### WHAT YOU HAVE TO DO:
Return exactly the lines from the one that contains "Target: agricultural field" up to the last line of the listing, and nothing else.
====== MATERIAL SHOWN ======
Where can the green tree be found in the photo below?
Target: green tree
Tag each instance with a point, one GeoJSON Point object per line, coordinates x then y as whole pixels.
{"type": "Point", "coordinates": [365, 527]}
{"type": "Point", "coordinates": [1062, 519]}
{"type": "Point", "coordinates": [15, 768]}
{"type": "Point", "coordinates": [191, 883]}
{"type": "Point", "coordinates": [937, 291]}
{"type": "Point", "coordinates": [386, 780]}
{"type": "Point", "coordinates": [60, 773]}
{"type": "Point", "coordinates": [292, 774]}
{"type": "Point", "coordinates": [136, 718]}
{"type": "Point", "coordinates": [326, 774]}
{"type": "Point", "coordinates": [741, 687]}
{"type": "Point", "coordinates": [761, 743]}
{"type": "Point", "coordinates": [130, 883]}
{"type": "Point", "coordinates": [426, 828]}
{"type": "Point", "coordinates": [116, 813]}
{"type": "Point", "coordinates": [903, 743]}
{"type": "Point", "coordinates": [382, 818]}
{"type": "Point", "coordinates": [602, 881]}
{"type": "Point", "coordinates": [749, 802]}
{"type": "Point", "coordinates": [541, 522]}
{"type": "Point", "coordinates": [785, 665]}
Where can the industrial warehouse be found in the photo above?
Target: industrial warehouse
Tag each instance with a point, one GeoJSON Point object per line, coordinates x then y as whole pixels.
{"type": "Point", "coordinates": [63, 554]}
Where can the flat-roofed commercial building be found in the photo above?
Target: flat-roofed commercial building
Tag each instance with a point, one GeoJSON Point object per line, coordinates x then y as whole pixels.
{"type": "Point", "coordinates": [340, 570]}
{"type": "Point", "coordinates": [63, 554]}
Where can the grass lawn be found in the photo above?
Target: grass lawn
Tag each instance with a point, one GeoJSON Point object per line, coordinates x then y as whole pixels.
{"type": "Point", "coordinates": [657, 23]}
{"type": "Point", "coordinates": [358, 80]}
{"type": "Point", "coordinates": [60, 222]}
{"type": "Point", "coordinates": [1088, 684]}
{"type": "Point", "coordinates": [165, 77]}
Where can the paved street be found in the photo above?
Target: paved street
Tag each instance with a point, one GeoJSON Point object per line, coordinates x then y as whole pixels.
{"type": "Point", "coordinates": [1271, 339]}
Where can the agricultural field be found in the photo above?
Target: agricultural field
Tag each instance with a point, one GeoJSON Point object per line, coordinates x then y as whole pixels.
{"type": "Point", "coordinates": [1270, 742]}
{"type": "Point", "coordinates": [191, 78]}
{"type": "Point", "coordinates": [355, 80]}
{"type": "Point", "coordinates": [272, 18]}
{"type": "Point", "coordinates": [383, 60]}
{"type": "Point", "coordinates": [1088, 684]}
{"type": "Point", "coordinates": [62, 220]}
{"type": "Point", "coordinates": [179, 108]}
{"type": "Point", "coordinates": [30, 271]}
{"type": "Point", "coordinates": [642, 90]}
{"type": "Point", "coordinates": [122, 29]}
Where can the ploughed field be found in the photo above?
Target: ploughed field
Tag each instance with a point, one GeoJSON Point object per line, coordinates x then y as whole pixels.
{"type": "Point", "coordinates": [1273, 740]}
======
### SOLUTION TO THE EXERCISE:
Target: agricultural field
Tag each instance with a point, one GeoJSON Point object per line, coordinates x then y as whole pixels.
{"type": "Point", "coordinates": [1270, 742]}
{"type": "Point", "coordinates": [191, 78]}
{"type": "Point", "coordinates": [355, 80]}
{"type": "Point", "coordinates": [272, 18]}
{"type": "Point", "coordinates": [383, 60]}
{"type": "Point", "coordinates": [1088, 684]}
{"type": "Point", "coordinates": [62, 220]}
{"type": "Point", "coordinates": [179, 108]}
{"type": "Point", "coordinates": [30, 271]}
{"type": "Point", "coordinates": [642, 90]}
{"type": "Point", "coordinates": [122, 29]}
Where can the ploughed field be found in the photo above?
Target: ploughed field
Tag each instance with a point, one GeoJSON Point object per line, coordinates x then y as whole pixels.
{"type": "Point", "coordinates": [1273, 740]}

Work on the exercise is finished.